━━ SOURCE PASSAGE
Always surprised. Generations of surprise. All the way back to the ’50s. The surprise is that anyone is surprised.
“Sports gambling is a ticking time bomb,” Duke coach Mike Krzyzewski said, “waiting to explode.”
Boom. Or maybe only bah-dah-boom.
This Northwestern thing sounds like a punch line. The Wildcats lost worse than they were supposed to? That is not even possible.
The idea of losing games by more than the spread is so deliciously Northwestern.
No, this Northwestern scandal will not rank that high in the great moments of college basketball infamy. It was the freshness of the news that caused Keady to include it immediately among those more notable bits of hoops shame.
The telltale thing was how easily he made the leap. How easily we all make the leap.
“We should make sure that when we look at gambling, we need to look at everyone involved,” said Mike Jarvis, coach at George Washington. “Not just the players, but the officials.
“Especially the officials. They potentially have the greatest effect on the game. The timer. The scorer. Look at everybody. This is not just the athlete. This is a societal issue.”
From Evanston to the Western Hemisphere. From the first guard off the bench to the last farmer in Kansas. We’re all to blame. Toto too.
It was enough to cause college basketball to spend a long day squirming. It is hard to tell what was the greater impact of the gambling indictments at Northwestern, the incredulousness or the inconvenience.
━━━━
━━ DATA EXCERPT
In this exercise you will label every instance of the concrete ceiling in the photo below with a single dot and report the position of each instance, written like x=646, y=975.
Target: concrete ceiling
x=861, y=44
━━━━
● **EXERCISE DIRECTIONS**
Reproduce the passage from the Northwestern gambling column between "No, this Northwestern" and "of hoops shame.", inclusive, with no changes.

● **WRITTEN ANSWER**
No, this Northwestern scandal will not rank that high in the great moments of college basketball infamy. It was the freshness of the news that caused Keady to include it immediately among those more notable bits of hoops shame.